By Rabbi Zolly Claman – We are living through unprecedented times. Since the virus has spread, and especially since we officially closed the doors of our shul until things calm down, I have been fielding calls, text messages and emails all asking the same things in different ways. Some with an underlying tone of fear, others grappling with the anxiety of not being in control and knowing what is over the next bend. But all with the same implicit yearning for meaning or reason within this pandemic and global chaos.
I am no prophet and I most definitely do not have answers to everything. Specifically, the greatest theological questions that have stumped great historic leaders like Moses and King Solomon, are the ones I don’t profess to have answers to.
But still, I think there is room for interpretation towards the way this global crisis has hit us in Jewish communities around the world. I don’t intend to explain the ways of G-d, but rather to strengthen ourselves with an empowering idea and try to leverage these difficult times towards a more meaningful life.
Communities around the world are unforcefully closing their shuls for the first time in history. I have friends and family who belong to synagogues in Vancouver, Ottawa, Columbus, Jerusalem, Berlin, New York, Chicago, Miami and the list goes on. There is one thing we all have in common: our synagogues are not running daily minyanim or Torah classes.
Superficially it seems as though Judaism is on break until the virus subsides. However, it is the opposite that is the truth. We are accustomed to feel that the epicenter of our Judaism is our Synagogue. That is where we go to pray, study, celebrate and mourn. What we are being reminded of now, is that was never the intention. The epicenter was always meant to be our homes.
The first Shabbat that we closed Beth Israel we were to have read Parshat Vayakel, which speaks about the building of the Mishkan, or Tabernacle – the very first place of worship in Jewish history. Putting the irony of that being the first communal reading that we did not fulfil due to the closure, we must remind ourselves of a nuance in the very verses of the Torah which bear a poignant significance to our lives.
When we are introduced to the concept of having a place of worship, G-d tells Moshe to command the nation to, “make Me a sanctuary and I will dwell among them” (Exodus, 25:8). The commentaries point out that it does not say ‘and I will dwell in it.” But rather the dwelling is with the people themselves, “among them.”
In other words, the place of worship – the tabernacle or the shul – was always meant as a recharge and calibration of the commitment of the Jewish home and heart. G-d dwells within us – not exclusively within the physical edaphus of the synagogue.
Allow me to quote an essay composed by one of the great Jewish leaders of the 19th century, Rav Samsun Rephael Hirsh: “If I had the power I would provisionally close all synagogues for a hundred years. Do not tremble at the thought of it, Jewish heart. What would happen? Jews and Jewesses without synagogues, desiring to remain such, would be forced to concentrate on a Jewish life and Jewish home. All synagogues close by Jewish hands would constitute the strongest protest against the abandonment of the Torah in home and life.”

_____

**WHAT THE TASK ASKS:** Can you copy the shul-closure essay word for word, between "In other words, the" and "of the synagogue.", inclusive? The rows have nothing to do with the shul-closure essay.

_____

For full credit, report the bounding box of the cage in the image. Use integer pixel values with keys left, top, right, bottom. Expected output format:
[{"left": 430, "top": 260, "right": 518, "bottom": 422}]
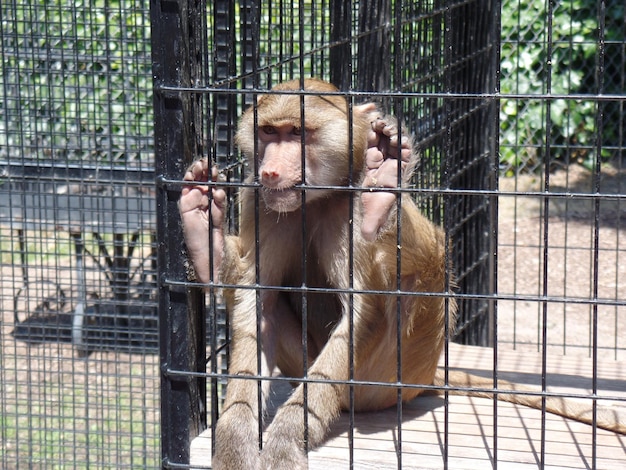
[{"left": 152, "top": 1, "right": 624, "bottom": 468}]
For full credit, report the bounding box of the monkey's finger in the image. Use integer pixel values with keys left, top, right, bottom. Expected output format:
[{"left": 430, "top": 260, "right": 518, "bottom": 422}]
[
  {"left": 211, "top": 189, "right": 226, "bottom": 227},
  {"left": 361, "top": 192, "right": 396, "bottom": 241},
  {"left": 365, "top": 147, "right": 385, "bottom": 170},
  {"left": 354, "top": 103, "right": 379, "bottom": 114},
  {"left": 183, "top": 158, "right": 209, "bottom": 181}
]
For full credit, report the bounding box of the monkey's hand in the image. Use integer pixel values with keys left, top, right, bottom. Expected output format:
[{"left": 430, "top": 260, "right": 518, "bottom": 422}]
[
  {"left": 361, "top": 117, "right": 416, "bottom": 241},
  {"left": 178, "top": 158, "right": 226, "bottom": 283}
]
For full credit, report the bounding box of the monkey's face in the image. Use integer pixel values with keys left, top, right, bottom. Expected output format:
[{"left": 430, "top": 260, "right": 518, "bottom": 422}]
[{"left": 236, "top": 81, "right": 367, "bottom": 213}]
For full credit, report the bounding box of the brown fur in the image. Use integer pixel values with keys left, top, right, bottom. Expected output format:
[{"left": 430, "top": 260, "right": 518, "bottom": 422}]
[{"left": 181, "top": 80, "right": 625, "bottom": 470}]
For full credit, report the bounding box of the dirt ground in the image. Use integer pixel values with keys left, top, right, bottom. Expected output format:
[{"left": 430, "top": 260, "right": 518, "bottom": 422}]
[
  {"left": 498, "top": 166, "right": 626, "bottom": 360},
  {"left": 0, "top": 166, "right": 626, "bottom": 468}
]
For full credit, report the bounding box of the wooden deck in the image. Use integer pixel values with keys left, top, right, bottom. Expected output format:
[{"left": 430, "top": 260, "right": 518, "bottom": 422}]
[{"left": 191, "top": 345, "right": 626, "bottom": 470}]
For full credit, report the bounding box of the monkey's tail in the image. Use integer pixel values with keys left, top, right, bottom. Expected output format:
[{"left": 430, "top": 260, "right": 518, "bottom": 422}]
[{"left": 433, "top": 369, "right": 626, "bottom": 434}]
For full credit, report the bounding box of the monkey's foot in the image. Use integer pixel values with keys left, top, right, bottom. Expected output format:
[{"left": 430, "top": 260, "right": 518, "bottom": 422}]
[
  {"left": 361, "top": 118, "right": 416, "bottom": 241},
  {"left": 178, "top": 158, "right": 226, "bottom": 283}
]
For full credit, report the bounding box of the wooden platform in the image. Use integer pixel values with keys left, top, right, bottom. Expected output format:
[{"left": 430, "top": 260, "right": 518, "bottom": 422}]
[{"left": 191, "top": 345, "right": 626, "bottom": 470}]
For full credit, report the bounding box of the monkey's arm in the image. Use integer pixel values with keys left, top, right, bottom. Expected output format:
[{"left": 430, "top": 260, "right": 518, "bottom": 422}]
[
  {"left": 361, "top": 116, "right": 418, "bottom": 241},
  {"left": 178, "top": 162, "right": 226, "bottom": 283}
]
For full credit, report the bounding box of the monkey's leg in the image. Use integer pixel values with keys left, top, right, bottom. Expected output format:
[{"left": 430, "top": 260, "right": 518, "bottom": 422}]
[
  {"left": 178, "top": 159, "right": 226, "bottom": 283},
  {"left": 261, "top": 308, "right": 349, "bottom": 470},
  {"left": 213, "top": 290, "right": 289, "bottom": 470},
  {"left": 361, "top": 118, "right": 417, "bottom": 241}
]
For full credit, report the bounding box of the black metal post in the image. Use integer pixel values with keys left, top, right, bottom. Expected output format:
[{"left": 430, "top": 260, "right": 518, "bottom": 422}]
[{"left": 150, "top": 0, "right": 206, "bottom": 468}]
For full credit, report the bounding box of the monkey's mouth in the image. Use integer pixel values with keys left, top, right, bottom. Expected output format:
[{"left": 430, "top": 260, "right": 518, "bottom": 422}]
[{"left": 262, "top": 186, "right": 302, "bottom": 212}]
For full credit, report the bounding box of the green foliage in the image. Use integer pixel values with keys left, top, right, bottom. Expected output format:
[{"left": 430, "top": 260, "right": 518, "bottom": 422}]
[
  {"left": 500, "top": 0, "right": 623, "bottom": 172},
  {"left": 0, "top": 0, "right": 152, "bottom": 162}
]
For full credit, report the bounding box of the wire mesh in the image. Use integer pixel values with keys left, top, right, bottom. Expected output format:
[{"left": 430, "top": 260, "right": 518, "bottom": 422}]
[{"left": 0, "top": 0, "right": 160, "bottom": 468}]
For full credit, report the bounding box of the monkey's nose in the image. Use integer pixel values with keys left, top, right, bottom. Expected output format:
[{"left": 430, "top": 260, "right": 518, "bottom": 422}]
[{"left": 261, "top": 169, "right": 281, "bottom": 188}]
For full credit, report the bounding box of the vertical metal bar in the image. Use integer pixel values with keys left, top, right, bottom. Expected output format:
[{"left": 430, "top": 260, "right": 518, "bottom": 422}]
[
  {"left": 150, "top": 0, "right": 206, "bottom": 468},
  {"left": 591, "top": 0, "right": 606, "bottom": 470},
  {"left": 70, "top": 230, "right": 88, "bottom": 356},
  {"left": 540, "top": 1, "right": 553, "bottom": 468}
]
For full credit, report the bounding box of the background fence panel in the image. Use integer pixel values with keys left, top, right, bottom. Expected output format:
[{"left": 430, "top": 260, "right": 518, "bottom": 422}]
[{"left": 0, "top": 0, "right": 160, "bottom": 469}]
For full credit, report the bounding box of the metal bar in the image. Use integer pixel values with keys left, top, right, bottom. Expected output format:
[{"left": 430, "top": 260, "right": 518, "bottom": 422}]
[{"left": 150, "top": 0, "right": 206, "bottom": 468}]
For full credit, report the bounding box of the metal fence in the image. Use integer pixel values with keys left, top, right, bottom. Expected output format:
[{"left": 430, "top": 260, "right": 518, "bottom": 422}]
[
  {"left": 0, "top": 0, "right": 160, "bottom": 469},
  {"left": 0, "top": 0, "right": 626, "bottom": 468},
  {"left": 152, "top": 1, "right": 625, "bottom": 468}
]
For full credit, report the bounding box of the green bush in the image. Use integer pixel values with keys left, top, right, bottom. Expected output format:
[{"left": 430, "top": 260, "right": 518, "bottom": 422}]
[{"left": 500, "top": 0, "right": 624, "bottom": 173}]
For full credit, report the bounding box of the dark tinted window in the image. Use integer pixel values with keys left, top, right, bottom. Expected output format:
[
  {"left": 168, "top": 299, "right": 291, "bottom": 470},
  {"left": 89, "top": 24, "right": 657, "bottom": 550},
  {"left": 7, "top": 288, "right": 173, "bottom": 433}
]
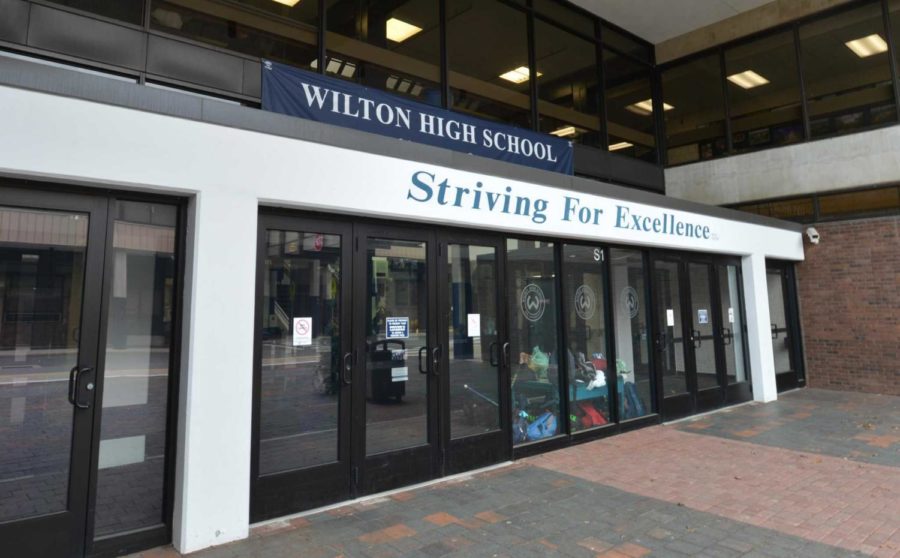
[
  {"left": 447, "top": 0, "right": 531, "bottom": 127},
  {"left": 662, "top": 54, "right": 727, "bottom": 165},
  {"left": 800, "top": 3, "right": 896, "bottom": 137},
  {"left": 725, "top": 31, "right": 803, "bottom": 152},
  {"left": 603, "top": 50, "right": 657, "bottom": 161},
  {"left": 534, "top": 20, "right": 602, "bottom": 145},
  {"left": 150, "top": 0, "right": 318, "bottom": 68},
  {"left": 325, "top": 0, "right": 441, "bottom": 105}
]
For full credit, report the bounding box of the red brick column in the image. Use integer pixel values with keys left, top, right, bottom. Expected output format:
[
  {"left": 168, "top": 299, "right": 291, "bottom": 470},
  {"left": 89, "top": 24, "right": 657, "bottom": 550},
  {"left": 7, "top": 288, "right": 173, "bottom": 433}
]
[{"left": 797, "top": 216, "right": 900, "bottom": 395}]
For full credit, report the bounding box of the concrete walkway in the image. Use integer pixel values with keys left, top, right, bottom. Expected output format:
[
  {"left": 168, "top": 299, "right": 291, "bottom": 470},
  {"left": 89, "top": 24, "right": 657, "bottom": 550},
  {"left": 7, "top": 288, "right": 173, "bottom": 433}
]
[{"left": 138, "top": 389, "right": 900, "bottom": 558}]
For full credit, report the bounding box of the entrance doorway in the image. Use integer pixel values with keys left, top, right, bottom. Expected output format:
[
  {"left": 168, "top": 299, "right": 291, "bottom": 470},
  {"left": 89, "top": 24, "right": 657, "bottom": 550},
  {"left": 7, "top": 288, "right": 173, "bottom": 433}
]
[
  {"left": 653, "top": 253, "right": 752, "bottom": 420},
  {"left": 0, "top": 184, "right": 181, "bottom": 558},
  {"left": 251, "top": 213, "right": 510, "bottom": 521}
]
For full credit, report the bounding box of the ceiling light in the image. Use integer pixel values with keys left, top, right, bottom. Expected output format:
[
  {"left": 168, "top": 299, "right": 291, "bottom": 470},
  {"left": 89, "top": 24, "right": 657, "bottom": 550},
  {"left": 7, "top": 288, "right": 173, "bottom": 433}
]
[
  {"left": 844, "top": 33, "right": 887, "bottom": 58},
  {"left": 625, "top": 99, "right": 675, "bottom": 116},
  {"left": 500, "top": 66, "right": 544, "bottom": 83},
  {"left": 384, "top": 17, "right": 422, "bottom": 43},
  {"left": 728, "top": 70, "right": 769, "bottom": 89},
  {"left": 550, "top": 126, "right": 578, "bottom": 138}
]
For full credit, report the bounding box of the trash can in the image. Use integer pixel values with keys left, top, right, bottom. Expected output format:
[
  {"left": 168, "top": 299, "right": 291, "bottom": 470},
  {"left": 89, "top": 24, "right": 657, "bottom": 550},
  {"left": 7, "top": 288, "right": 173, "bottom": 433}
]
[{"left": 367, "top": 339, "right": 409, "bottom": 403}]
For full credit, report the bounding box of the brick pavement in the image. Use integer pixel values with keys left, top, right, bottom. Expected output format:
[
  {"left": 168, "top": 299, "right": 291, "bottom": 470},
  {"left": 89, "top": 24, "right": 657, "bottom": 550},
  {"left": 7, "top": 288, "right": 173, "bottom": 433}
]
[{"left": 128, "top": 390, "right": 900, "bottom": 558}]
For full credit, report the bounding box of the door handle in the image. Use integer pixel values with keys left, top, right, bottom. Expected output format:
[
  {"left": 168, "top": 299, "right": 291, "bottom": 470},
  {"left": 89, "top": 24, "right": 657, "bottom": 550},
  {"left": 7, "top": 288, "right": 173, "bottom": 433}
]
[
  {"left": 341, "top": 353, "right": 353, "bottom": 386},
  {"left": 431, "top": 345, "right": 441, "bottom": 376},
  {"left": 419, "top": 345, "right": 428, "bottom": 374}
]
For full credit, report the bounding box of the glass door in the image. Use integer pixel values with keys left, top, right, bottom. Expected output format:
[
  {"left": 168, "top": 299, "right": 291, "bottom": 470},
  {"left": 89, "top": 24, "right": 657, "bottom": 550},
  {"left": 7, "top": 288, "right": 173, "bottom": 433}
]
[
  {"left": 438, "top": 233, "right": 511, "bottom": 474},
  {"left": 351, "top": 226, "right": 443, "bottom": 493},
  {"left": 0, "top": 188, "right": 107, "bottom": 558},
  {"left": 251, "top": 214, "right": 358, "bottom": 521}
]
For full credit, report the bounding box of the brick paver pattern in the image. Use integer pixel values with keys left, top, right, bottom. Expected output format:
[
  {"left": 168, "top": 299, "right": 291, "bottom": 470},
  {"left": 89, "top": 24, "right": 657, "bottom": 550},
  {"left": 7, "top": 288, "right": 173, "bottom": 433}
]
[{"left": 128, "top": 390, "right": 900, "bottom": 558}]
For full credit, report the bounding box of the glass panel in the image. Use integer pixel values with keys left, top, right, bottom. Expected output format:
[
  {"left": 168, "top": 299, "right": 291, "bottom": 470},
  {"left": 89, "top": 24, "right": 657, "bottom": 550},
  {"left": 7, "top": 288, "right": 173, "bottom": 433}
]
[
  {"left": 259, "top": 230, "right": 343, "bottom": 475},
  {"left": 506, "top": 238, "right": 565, "bottom": 444},
  {"left": 365, "top": 238, "right": 431, "bottom": 455},
  {"left": 563, "top": 244, "right": 614, "bottom": 432},
  {"left": 609, "top": 248, "right": 653, "bottom": 420},
  {"left": 0, "top": 207, "right": 88, "bottom": 522},
  {"left": 688, "top": 263, "right": 719, "bottom": 389},
  {"left": 766, "top": 269, "right": 793, "bottom": 373},
  {"left": 718, "top": 265, "right": 749, "bottom": 384},
  {"left": 43, "top": 0, "right": 144, "bottom": 25},
  {"left": 447, "top": 0, "right": 531, "bottom": 128},
  {"left": 150, "top": 0, "right": 319, "bottom": 69},
  {"left": 325, "top": 0, "right": 441, "bottom": 106},
  {"left": 800, "top": 2, "right": 897, "bottom": 138},
  {"left": 534, "top": 19, "right": 601, "bottom": 145},
  {"left": 94, "top": 202, "right": 177, "bottom": 537},
  {"left": 725, "top": 31, "right": 803, "bottom": 153},
  {"left": 603, "top": 49, "right": 656, "bottom": 162},
  {"left": 653, "top": 261, "right": 687, "bottom": 397},
  {"left": 447, "top": 244, "right": 501, "bottom": 439},
  {"left": 662, "top": 55, "right": 728, "bottom": 165}
]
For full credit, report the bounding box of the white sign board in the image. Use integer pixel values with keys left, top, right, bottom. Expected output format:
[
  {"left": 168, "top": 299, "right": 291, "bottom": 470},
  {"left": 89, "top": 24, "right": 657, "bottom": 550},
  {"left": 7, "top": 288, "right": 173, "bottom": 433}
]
[{"left": 294, "top": 318, "right": 312, "bottom": 347}]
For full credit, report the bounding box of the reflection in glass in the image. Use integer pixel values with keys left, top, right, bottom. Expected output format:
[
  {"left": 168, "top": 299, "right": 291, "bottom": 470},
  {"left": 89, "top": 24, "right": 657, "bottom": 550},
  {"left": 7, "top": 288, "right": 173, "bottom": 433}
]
[
  {"left": 534, "top": 19, "right": 601, "bottom": 145},
  {"left": 603, "top": 49, "right": 659, "bottom": 162},
  {"left": 718, "top": 265, "right": 749, "bottom": 384},
  {"left": 662, "top": 54, "right": 728, "bottom": 165},
  {"left": 325, "top": 0, "right": 441, "bottom": 106},
  {"left": 653, "top": 260, "right": 687, "bottom": 397},
  {"left": 688, "top": 263, "right": 719, "bottom": 390},
  {"left": 150, "top": 0, "right": 318, "bottom": 68},
  {"left": 94, "top": 201, "right": 177, "bottom": 537},
  {"left": 365, "top": 238, "right": 431, "bottom": 455},
  {"left": 609, "top": 248, "right": 653, "bottom": 420},
  {"left": 562, "top": 244, "right": 616, "bottom": 432},
  {"left": 506, "top": 238, "right": 565, "bottom": 444},
  {"left": 800, "top": 2, "right": 897, "bottom": 138},
  {"left": 447, "top": 0, "right": 531, "bottom": 128},
  {"left": 259, "top": 230, "right": 343, "bottom": 475},
  {"left": 447, "top": 244, "right": 502, "bottom": 439},
  {"left": 725, "top": 31, "right": 803, "bottom": 153},
  {"left": 0, "top": 207, "right": 88, "bottom": 522}
]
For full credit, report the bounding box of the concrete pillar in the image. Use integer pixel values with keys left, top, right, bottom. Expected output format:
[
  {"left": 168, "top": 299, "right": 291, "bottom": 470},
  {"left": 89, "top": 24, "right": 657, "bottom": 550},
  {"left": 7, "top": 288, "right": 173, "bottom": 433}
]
[
  {"left": 173, "top": 189, "right": 257, "bottom": 553},
  {"left": 742, "top": 253, "right": 778, "bottom": 402}
]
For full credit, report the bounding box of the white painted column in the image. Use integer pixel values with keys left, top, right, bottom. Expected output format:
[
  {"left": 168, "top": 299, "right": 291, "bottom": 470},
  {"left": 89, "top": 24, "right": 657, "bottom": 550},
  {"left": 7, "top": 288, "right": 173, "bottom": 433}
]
[
  {"left": 173, "top": 188, "right": 258, "bottom": 553},
  {"left": 741, "top": 252, "right": 778, "bottom": 402}
]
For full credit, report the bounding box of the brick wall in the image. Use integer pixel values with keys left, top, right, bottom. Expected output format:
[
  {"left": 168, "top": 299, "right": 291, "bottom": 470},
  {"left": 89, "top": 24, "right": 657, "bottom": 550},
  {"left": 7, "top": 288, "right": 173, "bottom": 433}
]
[{"left": 797, "top": 216, "right": 900, "bottom": 395}]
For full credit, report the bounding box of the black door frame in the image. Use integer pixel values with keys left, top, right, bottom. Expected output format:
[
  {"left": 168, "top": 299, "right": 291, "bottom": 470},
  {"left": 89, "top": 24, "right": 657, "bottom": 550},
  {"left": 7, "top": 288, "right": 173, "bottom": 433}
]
[{"left": 0, "top": 182, "right": 187, "bottom": 558}]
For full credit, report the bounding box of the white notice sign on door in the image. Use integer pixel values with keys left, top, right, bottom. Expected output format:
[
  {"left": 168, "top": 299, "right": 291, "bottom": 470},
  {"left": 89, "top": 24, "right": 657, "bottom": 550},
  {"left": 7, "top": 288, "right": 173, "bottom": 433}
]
[{"left": 294, "top": 318, "right": 312, "bottom": 347}]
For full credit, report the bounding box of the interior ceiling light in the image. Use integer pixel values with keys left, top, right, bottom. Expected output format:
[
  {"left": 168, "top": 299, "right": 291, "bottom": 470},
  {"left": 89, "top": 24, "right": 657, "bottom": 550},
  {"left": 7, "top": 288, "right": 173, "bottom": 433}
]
[
  {"left": 625, "top": 99, "right": 675, "bottom": 116},
  {"left": 500, "top": 66, "right": 544, "bottom": 83},
  {"left": 550, "top": 126, "right": 578, "bottom": 138},
  {"left": 384, "top": 17, "right": 422, "bottom": 43},
  {"left": 728, "top": 70, "right": 769, "bottom": 89},
  {"left": 844, "top": 33, "right": 887, "bottom": 58}
]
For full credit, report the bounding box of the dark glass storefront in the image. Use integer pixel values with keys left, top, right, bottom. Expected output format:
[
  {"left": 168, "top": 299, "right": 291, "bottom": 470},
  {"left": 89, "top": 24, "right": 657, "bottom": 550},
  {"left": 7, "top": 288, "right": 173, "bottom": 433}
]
[{"left": 251, "top": 210, "right": 751, "bottom": 521}]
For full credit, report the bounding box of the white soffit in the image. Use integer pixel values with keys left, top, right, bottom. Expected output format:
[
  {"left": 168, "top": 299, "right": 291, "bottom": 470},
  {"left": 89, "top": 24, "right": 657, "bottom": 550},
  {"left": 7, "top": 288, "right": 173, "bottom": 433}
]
[{"left": 571, "top": 0, "right": 774, "bottom": 44}]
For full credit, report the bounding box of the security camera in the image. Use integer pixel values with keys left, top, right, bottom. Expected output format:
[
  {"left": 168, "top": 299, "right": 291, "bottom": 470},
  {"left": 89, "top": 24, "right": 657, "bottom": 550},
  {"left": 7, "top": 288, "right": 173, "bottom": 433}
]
[{"left": 806, "top": 227, "right": 820, "bottom": 244}]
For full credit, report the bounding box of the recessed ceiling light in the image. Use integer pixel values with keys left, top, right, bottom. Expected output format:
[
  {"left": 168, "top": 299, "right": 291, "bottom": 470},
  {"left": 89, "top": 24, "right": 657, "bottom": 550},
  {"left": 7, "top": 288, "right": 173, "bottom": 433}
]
[
  {"left": 609, "top": 141, "right": 634, "bottom": 151},
  {"left": 550, "top": 126, "right": 578, "bottom": 138},
  {"left": 728, "top": 70, "right": 769, "bottom": 89},
  {"left": 384, "top": 17, "right": 422, "bottom": 43},
  {"left": 625, "top": 99, "right": 675, "bottom": 116},
  {"left": 844, "top": 33, "right": 887, "bottom": 58},
  {"left": 500, "top": 66, "right": 544, "bottom": 83}
]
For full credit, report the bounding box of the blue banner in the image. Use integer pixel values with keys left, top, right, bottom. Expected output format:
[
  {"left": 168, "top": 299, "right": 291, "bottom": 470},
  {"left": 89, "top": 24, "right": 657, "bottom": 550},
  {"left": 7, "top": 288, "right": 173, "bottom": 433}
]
[{"left": 262, "top": 60, "right": 573, "bottom": 174}]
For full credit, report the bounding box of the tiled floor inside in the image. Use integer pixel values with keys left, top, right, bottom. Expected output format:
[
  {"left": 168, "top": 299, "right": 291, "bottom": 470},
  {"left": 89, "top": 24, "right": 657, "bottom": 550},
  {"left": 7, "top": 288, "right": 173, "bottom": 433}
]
[{"left": 132, "top": 389, "right": 900, "bottom": 558}]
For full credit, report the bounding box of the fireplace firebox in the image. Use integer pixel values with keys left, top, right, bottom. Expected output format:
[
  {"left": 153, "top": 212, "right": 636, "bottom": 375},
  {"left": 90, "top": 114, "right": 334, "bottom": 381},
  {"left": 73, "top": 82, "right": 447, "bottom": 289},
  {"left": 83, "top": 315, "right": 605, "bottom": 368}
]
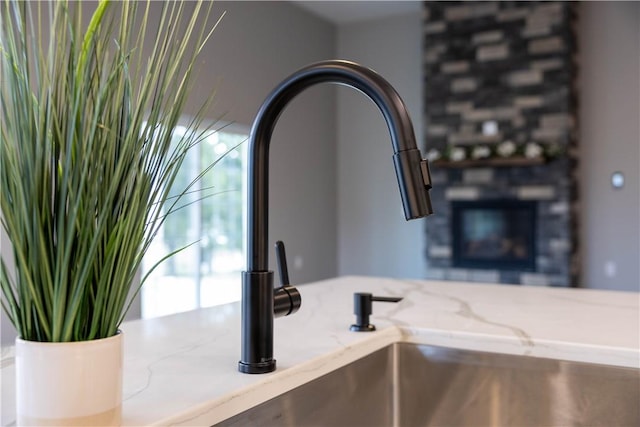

_____

**YOUR RESPONSE:**
In other words, the place of worship – the tabernacle or the shul – was always meant as a recharge and calibration of the commitment of the Jewish home and heart. G-d dwells within us – not exclusively within the physical edaphus of the synagogue.